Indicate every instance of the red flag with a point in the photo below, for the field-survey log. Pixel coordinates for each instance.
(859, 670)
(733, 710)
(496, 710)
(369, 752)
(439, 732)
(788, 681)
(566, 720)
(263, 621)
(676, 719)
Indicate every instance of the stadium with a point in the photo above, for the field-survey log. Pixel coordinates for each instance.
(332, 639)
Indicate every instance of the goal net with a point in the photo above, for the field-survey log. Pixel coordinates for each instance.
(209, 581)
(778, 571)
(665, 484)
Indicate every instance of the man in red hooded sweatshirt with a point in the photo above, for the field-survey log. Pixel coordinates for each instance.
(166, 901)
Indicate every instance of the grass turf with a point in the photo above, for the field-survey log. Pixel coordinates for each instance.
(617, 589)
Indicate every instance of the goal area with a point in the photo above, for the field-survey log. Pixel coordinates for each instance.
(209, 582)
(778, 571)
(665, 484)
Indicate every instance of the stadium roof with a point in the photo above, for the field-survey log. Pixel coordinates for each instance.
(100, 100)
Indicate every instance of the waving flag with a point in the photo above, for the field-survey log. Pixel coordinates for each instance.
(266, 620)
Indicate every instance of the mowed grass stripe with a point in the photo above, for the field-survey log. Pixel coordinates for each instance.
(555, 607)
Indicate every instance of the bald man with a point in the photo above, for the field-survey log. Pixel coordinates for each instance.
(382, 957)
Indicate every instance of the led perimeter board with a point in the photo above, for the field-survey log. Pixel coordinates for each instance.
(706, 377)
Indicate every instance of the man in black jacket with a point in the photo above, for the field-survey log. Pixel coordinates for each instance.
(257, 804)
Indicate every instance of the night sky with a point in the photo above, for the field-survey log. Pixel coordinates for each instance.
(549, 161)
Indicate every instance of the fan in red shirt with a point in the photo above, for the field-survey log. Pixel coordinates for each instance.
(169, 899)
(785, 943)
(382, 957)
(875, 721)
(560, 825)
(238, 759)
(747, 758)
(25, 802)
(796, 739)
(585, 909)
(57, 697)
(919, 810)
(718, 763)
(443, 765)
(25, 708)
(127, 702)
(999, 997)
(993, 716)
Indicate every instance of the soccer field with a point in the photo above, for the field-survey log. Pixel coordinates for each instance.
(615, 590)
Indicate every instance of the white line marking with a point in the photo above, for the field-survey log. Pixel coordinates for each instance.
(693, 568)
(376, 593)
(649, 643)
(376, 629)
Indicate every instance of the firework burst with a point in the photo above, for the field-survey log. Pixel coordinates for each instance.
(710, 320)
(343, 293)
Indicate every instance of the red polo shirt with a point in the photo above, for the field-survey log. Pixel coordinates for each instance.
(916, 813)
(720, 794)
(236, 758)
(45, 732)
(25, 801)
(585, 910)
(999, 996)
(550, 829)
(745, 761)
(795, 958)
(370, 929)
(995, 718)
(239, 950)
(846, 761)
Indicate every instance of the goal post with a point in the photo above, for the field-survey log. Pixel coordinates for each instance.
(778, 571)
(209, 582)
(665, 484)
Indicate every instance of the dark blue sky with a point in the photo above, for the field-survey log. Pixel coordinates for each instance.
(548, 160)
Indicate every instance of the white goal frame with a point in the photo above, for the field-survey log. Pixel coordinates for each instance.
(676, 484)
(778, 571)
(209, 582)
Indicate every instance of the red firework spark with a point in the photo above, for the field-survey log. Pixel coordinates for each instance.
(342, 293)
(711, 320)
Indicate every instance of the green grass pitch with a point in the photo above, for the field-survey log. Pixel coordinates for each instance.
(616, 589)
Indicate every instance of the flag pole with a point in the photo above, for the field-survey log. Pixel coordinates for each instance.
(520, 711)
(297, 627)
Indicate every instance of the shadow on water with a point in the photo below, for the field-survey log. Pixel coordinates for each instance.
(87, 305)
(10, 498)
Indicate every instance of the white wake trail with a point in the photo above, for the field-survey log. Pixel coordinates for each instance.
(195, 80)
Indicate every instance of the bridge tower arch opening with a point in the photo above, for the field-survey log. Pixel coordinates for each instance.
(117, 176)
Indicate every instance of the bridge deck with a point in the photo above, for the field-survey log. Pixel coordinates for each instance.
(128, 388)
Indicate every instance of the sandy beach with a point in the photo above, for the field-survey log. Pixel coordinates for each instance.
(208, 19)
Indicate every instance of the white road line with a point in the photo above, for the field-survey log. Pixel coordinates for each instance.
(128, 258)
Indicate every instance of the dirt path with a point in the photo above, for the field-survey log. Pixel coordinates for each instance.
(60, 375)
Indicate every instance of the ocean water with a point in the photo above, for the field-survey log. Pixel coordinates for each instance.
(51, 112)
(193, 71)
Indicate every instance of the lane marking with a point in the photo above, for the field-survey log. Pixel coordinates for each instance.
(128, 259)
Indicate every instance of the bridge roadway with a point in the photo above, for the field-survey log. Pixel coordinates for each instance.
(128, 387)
_ _ _
Set out exactly the run of lines that begins at the line holding "Indicate every instance of the white wake" and ends at the last line of the data.

**Final result**
Indicate every instance of the white wake trail with a point in the photo above, for the field-survey log. Pixel coordinates for each instance.
(195, 80)
Indicate every instance of the bridge tower arch opening with a point in the photo above, for the field-survey log. Pixel coordinates for each instance.
(117, 176)
Indicate every instance of the bridge deck with a point in the photo above, for the field-survey log. Pixel coordinates for each instance.
(128, 388)
Indicate every instance of the sandy beach with a point in the photo above, for the field-survey log. Pixel coordinates for each instance.
(208, 19)
Indicate every instance of the white road line with a point in the photo above, for the field-survey log. Pixel coordinates for each instance.
(128, 258)
Indicate every instance of the dirt path with a point in the photo above, for the field-survey log. Pixel coordinates for each instance.
(60, 375)
Indicate every instance of the ocean water with a point in the photo above, for the field-survey log. Pixel coordinates for each instance.
(51, 112)
(193, 71)
Indicate every instance of the lane marking with a point in the photo above, for the field-survey log. Pixel coordinates for each instance.
(128, 259)
Indicate every instance of the bridge roadway with a point in the photo above, for the field-survey log. Pixel coordinates for each instance.
(128, 387)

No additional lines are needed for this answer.